▶ **WHAT TO DO**
Every line of the data must be retyped exactly as it stands.

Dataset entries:
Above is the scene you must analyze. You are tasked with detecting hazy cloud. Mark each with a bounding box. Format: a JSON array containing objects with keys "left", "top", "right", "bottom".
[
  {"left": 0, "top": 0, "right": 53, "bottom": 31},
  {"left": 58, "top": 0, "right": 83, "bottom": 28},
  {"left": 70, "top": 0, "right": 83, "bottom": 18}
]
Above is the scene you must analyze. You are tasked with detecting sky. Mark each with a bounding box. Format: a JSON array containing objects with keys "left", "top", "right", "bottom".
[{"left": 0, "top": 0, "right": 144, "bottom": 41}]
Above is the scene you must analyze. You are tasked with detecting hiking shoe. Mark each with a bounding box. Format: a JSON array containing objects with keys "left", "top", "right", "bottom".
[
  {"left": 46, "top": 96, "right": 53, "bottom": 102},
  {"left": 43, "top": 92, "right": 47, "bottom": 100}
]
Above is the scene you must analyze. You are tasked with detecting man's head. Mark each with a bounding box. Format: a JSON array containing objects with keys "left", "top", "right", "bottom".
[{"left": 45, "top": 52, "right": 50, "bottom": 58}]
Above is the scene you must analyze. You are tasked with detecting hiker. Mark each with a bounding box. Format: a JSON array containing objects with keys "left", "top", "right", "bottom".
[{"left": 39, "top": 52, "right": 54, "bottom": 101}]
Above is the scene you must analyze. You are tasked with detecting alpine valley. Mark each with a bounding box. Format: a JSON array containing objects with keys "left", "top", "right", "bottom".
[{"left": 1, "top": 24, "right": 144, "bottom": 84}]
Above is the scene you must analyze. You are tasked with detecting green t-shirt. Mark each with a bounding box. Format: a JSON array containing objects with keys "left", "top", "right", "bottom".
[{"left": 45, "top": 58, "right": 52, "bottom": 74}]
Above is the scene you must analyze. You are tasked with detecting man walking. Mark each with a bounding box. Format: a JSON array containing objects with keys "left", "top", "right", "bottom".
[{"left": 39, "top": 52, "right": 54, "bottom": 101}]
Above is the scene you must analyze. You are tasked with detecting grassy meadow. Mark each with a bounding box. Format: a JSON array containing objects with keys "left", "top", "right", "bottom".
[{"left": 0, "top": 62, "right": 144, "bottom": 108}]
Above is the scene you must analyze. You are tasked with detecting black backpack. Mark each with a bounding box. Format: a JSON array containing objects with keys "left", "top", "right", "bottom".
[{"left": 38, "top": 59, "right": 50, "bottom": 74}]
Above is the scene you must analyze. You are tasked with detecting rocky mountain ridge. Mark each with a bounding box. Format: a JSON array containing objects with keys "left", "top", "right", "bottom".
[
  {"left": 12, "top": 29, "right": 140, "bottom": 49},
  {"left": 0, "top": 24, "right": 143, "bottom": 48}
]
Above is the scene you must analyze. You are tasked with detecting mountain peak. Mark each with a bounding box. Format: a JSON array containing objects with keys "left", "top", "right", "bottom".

▶ **SOLUTION**
Above is the scene you must analyze. You are tasked with detecting hazy cloud. Mark each with a bounding box. Format: a JSON array containing objects with keys "left", "top", "right", "bottom".
[
  {"left": 0, "top": 0, "right": 53, "bottom": 31},
  {"left": 58, "top": 0, "right": 83, "bottom": 28},
  {"left": 70, "top": 0, "right": 83, "bottom": 18}
]
Above is the scene you must analyze. You are tasked with detecting sky. Mark each with a bounding box. Format: a JSON array containing objects with keys "left", "top", "right", "bottom".
[{"left": 0, "top": 0, "right": 144, "bottom": 41}]
Above is the scene you must analyze. You are tasked with detecting hiking shoe. Mark each with a bounding box. Format: a JSON array containing objects with keys "left", "top", "right", "bottom".
[
  {"left": 46, "top": 96, "right": 53, "bottom": 102},
  {"left": 43, "top": 92, "right": 47, "bottom": 100}
]
Above is the scene you must analyze. You are tasked with detecting man's head. Mark each with a bounding box. Format: a JSON array containing objects with keys "left", "top", "right", "bottom".
[{"left": 45, "top": 52, "right": 50, "bottom": 58}]
Above is the scene you must analyze. You are tasked with detecting hiker. Mark each with a bounding box. Format: a JSON array containing objects with keys "left", "top", "right", "bottom".
[{"left": 39, "top": 52, "right": 54, "bottom": 101}]
Above is the scene you must analyze. You are tasked with detecting alpine valley. Mark each with a bounding box. Format: a JSON array containing objects with keys "left", "top", "right", "bottom".
[{"left": 1, "top": 24, "right": 144, "bottom": 84}]
Above is the scene you must analyze. You are tasked with detecting green t-shirt. Mark each with a bounding box. Format: a JSON array containing objects with keys "left", "top", "right", "bottom".
[{"left": 45, "top": 58, "right": 52, "bottom": 74}]
Above is the scene you must analyze. You are tasked with detecting man walking. Mark each with a bounding box. Format: a JSON array containing objects with keys "left", "top", "right", "bottom".
[{"left": 39, "top": 52, "right": 54, "bottom": 101}]
Above is the scene you must analyze. You are tasked with detecting grassy meadow. Mark each with a bounding box. Format: a JSON array containing objects with keys "left", "top", "right", "bottom".
[{"left": 0, "top": 62, "right": 144, "bottom": 108}]
Above is the scene you must analyze. You are tasked with detecting black backpack. Mark each with a bounding box. Format: a JSON array containing objects with keys "left", "top", "right", "bottom".
[{"left": 38, "top": 59, "right": 50, "bottom": 74}]
Above is the scene you must analyze. You are tasked with detecting rocky mountain ridge. Mark each with a bounding box. Format: a JSON array containing objects with keys "left", "top", "right", "bottom".
[
  {"left": 12, "top": 29, "right": 140, "bottom": 49},
  {"left": 0, "top": 24, "right": 143, "bottom": 48}
]
Above is the scene you must analyze. You are tasked with detecting mountain peak. Mark each with a bounding box. Format: a JSON array containing objects with keys "left", "top", "right", "bottom".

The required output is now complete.